◆ **Reading passage**

So kindergarten has been going a little differently than planned, due to morningsickness. I’ve been so sick this time around that I’m actually on anti-nausea meds. Thank the Lord for modern medicine! I’ve tried every “natural” remedy out there the past four pregnancies, and zofran works so much better (which is to say, it works at all). We’re still living on frozen pizzas and prepared meals, though.
Letting go of my favorite homemaking task–cooking healthy food from scratch–has been hard for me. As has been the limited energy I’ve had to dedicate to homeschooling. Some days we’ve just had to have Mommy Sick Days when I can’t keep anything (let alone a pill and water) down and have to spend the day close to the bathroom, with the kids running wild. Tommy has taken it in stride, occupying himself with coloring, legos, or reading. Derek does his best in the evenings, doing snap circuits and reading to the kids. Though I’d originally planned to do school for an hour, it’s ended up being more like half an hour a day.
For one thing, I just don’t have the energy to be off the couch for that long right now, and for another, each of our 6 or 7 subjects goes really quickly. He’s a fast memorizer, so even when we go back and review Mark 1 or the previous verses in Mark 2, Bible doesn’t take long. Phonics is literally two minutes–he can already read all the words, so we’re just going over the rules for form’s sake and to practice reading aloud. So far, I’ve found the math lessons to be kindof stupid, so we’ll do the learning activity if it looks fun, but we’ll skip to the workbook (his favorite) if he already knows the concept. (I realize this will become more time consuming as the concepts get harder, but we don’t need to spend 10 minutes talking about what a triangle is.) I believe that handwriting at this age should be about quality rather than quantity, so we’ll work on a letter until he’s done a couple good Uppercase and Lowercase copies, then I have him draw with colored pencils (which is good for his fine motor skills, anyway). None of this takes that much time! I’m usually dead by this point, so we’ve abbreviated our geography/missions to very short activities (culminating in a country notebook, as we showed you last week), and I’ve mostly ditched French and art projects. This last is the most disappointing, since it’s something I’m bad at and wanted to be purposeful about. He can cut out construction paper dinosaurs or make rubber stamped cars landscapes by the hour, but I’d hoped to do more complex art projects together. Maybe when I start feeling better, we’ll add that back in.
For the most part, I’m realizing it’s a good thing that I’ve been limited in what I can do with kindergarten. Philosophically, I don’t believe that five year old boys should be sitting still or cooped up for long periods of the day. I think that they learn more by imaginative play and playing outside in the dirt or building with legos. But the teacher in me can’t wait to jump into the homeschooling plans I’ve been formulating for years. I think because I’ve been forced to limit what we do, we’re actually at a healthy compromise.

(Stored entries)
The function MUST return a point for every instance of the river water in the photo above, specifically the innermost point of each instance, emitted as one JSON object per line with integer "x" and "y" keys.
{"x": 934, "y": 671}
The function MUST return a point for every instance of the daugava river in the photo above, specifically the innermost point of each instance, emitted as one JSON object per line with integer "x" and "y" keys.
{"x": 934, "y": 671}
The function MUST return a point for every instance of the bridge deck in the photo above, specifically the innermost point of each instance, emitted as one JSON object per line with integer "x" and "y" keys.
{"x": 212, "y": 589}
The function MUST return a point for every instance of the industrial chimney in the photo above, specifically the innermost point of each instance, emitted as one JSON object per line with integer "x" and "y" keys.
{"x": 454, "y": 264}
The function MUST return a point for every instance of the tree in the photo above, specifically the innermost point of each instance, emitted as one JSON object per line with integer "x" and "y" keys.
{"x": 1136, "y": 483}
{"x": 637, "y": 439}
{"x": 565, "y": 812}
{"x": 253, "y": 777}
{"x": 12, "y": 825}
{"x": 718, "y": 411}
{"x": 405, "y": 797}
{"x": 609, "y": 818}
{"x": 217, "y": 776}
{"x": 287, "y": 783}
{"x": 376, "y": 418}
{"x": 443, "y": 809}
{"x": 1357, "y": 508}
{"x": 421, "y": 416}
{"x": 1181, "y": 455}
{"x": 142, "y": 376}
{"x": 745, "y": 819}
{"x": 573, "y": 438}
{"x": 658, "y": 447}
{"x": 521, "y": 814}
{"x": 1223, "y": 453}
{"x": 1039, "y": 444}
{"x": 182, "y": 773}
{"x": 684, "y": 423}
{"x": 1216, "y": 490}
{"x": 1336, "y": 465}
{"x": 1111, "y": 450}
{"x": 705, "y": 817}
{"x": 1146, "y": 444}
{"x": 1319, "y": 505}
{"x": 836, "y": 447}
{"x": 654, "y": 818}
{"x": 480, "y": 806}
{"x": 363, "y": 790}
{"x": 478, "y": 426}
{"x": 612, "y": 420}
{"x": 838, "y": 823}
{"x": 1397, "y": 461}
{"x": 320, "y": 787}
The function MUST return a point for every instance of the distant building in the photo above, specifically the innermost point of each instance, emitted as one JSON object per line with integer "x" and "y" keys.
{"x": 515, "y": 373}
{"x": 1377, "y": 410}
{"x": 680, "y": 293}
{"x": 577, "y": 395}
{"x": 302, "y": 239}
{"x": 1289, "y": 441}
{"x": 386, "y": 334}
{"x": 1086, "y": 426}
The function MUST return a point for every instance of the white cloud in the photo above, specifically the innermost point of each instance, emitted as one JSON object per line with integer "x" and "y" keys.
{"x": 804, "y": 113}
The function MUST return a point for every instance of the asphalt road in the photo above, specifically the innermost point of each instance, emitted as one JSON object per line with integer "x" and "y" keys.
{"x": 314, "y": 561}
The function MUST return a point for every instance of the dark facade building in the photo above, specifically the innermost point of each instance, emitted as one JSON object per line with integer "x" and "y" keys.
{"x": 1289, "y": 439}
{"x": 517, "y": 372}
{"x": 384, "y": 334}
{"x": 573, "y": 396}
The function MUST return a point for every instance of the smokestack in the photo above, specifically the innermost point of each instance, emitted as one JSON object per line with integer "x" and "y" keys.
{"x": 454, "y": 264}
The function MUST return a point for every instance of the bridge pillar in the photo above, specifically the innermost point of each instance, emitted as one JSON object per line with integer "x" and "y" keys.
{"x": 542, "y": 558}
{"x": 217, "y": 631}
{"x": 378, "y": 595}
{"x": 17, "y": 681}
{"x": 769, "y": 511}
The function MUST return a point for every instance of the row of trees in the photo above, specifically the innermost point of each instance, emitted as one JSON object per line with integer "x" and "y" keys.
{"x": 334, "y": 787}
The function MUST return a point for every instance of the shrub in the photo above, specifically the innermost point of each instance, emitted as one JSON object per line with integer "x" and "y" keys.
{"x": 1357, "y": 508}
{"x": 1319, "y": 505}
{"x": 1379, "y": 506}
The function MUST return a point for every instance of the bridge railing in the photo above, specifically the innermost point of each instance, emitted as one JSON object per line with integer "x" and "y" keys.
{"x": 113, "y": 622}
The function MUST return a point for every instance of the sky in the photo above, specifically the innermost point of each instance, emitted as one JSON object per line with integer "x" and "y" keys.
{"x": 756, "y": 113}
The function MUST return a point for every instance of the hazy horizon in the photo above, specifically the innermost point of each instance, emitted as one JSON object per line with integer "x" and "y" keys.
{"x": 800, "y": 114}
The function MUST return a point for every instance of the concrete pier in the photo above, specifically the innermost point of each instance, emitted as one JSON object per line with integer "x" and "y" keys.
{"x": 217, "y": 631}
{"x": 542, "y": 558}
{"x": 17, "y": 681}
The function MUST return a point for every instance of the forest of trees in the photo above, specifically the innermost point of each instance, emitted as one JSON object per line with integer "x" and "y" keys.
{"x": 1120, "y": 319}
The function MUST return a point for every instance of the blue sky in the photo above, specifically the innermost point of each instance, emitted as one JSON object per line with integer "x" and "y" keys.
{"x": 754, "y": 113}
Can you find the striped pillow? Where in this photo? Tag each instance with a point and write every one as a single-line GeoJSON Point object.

◆ **What you should do**
Copy everything from "So kindergarten has" down to "prepared meals, though." in the kindergarten post, switching "frozen pizzas" to "boxed macaroni". Nothing in the listing is needed here.

◆ **Exercise response**
So kindergarten has been going a little differently than planned, due to morningsickness. I’ve been so sick this time around that I’m actually on anti-nausea meds. Thank the Lord for modern medicine! I’ve tried every “natural” remedy out there the past four pregnancies, and zofran works so much better (which is to say, it works at all). We’re still living on boxed macaroni and prepared meals, though.